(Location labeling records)
____
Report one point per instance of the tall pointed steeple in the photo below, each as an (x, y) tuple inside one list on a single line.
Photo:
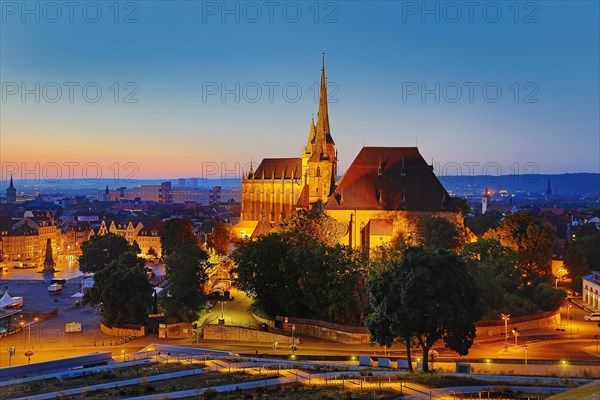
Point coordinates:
[(11, 193), (311, 136), (323, 115)]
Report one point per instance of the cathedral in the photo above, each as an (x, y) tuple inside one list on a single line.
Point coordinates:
[(379, 198)]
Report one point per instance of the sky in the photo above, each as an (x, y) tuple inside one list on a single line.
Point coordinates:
[(170, 89)]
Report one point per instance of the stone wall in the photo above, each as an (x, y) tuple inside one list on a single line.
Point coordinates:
[(181, 330), (123, 332), (241, 334), (548, 320), (360, 335)]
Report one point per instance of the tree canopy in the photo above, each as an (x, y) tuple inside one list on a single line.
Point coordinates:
[(583, 254), (186, 269), (293, 275), (314, 224), (220, 237), (437, 233), (121, 288), (427, 296), (497, 272), (173, 233), (100, 250), (530, 238)]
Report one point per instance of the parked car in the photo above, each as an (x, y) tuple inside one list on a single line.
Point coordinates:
[(592, 317)]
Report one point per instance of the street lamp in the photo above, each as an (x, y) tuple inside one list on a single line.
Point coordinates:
[(293, 340), (505, 317), (525, 359)]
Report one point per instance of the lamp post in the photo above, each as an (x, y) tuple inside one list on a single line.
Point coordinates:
[(505, 317), (525, 359), (293, 339)]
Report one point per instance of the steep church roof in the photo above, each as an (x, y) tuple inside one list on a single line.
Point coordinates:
[(390, 178), (278, 168)]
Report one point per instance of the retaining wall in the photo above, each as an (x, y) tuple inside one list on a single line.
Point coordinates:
[(241, 334), (123, 332)]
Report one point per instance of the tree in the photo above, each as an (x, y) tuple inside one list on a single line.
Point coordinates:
[(530, 238), (173, 233), (583, 254), (437, 233), (100, 250), (314, 224), (122, 291), (428, 295), (220, 237), (482, 223), (186, 269), (496, 271), (463, 205), (136, 247), (332, 281), (262, 272), (294, 275), (152, 252)]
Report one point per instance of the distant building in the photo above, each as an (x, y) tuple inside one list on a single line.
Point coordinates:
[(11, 193), (215, 195), (591, 290), (163, 193), (485, 200)]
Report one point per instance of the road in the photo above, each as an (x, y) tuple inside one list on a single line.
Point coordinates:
[(49, 341)]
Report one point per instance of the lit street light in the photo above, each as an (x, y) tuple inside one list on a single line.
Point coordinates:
[(505, 317), (525, 358)]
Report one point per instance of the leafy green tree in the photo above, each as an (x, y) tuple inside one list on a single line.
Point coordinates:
[(136, 247), (332, 281), (437, 233), (314, 224), (186, 270), (263, 271), (152, 252), (530, 238), (121, 291), (100, 250), (482, 223), (220, 237), (173, 233), (428, 295), (463, 205), (496, 271), (294, 275), (548, 298)]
____
## [REQUIRED TASK]
Rewrite all the lines above with each "tuple" changed to "pair" and nothing else altered. Leave out the pictures.

## [RESULT]
Report one point per instance of the tall pointed steeple in the photo below, each as an (x, y) pair inside one list on a single line.
Photo:
Point coordinates:
[(11, 193), (311, 136), (323, 115)]
Report one point per instance of the cathedral in the photo above, each as an (x, y) pair inside one list on a single line.
Point coordinates:
[(379, 198)]
Report one point per instance of the sky in the photo above, each as an (x, y) pair inside one list on a single line.
Point coordinates:
[(170, 89)]
Report one point per instance of the stone wall in the photo above, each as an (x, y) pair inside one list on a single line.
Point coordinates:
[(181, 330), (123, 332), (241, 334), (548, 320), (360, 335)]
Report one point per instance of the tree canopy in the photo above, each as an (x, y) pair inside one list on a single line.
Point coordinates:
[(583, 254), (186, 269), (293, 275), (314, 224), (220, 237), (437, 233), (121, 288), (427, 296), (497, 272), (173, 233), (100, 250), (530, 238)]
Report one point per instance of the parked car in the photo above, each as an (x, y) pair inside one list on a single line.
Point coordinates:
[(592, 317)]
Report one point per instance of the street lamp in the photo above, each as an (x, y) pair inside one list on a single line.
Point coordinates:
[(293, 340), (505, 317), (525, 359)]
Report one point per instance of the lamp post in the photo above, each as an (x, y) pair inside one list on a single line.
Point coordinates:
[(505, 317), (525, 359), (293, 339)]
Report one point per instance of the steep church roof in the photo above, each as an (x, y) pair inside one list on a single line.
Point coordinates:
[(390, 178), (278, 168)]
Report one point per instance of the retaining wall in the photo above, each as an (x, y) pair inside one list on a single line.
Point coordinates:
[(241, 334), (123, 332)]
Report one point per instance of the tree in the photo above, each as an (x, y) pair inside one list on a single line.
Point coordinates:
[(530, 238), (173, 233), (583, 254), (437, 233), (100, 250), (314, 224), (122, 291), (428, 295), (220, 237), (482, 223), (186, 269), (496, 271), (463, 205), (136, 247), (332, 281), (262, 272), (294, 275), (152, 252)]
Report one point per instance of the distant building in the photo above, each as an (x, y) pair inside one list on a single line.
Point coordinates:
[(11, 193), (215, 195), (591, 290), (163, 193), (485, 200)]
Report one point per instance of the road in the photo above, each as an (x, y) pair inside one list on a single line.
Point coordinates:
[(49, 341)]
Report one point per instance of the lit street light in the photo above, each as an (x, y) pair inside one list on a single line.
Point coordinates:
[(505, 317), (525, 358)]
Report one point per instance of the leafy green tree in the photo above, each as an (x, y) pair inside one list on a single line.
Point coordinates:
[(136, 247), (332, 281), (437, 233), (314, 224), (186, 270), (263, 271), (152, 252), (530, 238), (121, 291), (100, 250), (482, 223), (220, 237), (173, 233), (428, 295), (463, 205), (496, 271), (294, 275), (548, 298)]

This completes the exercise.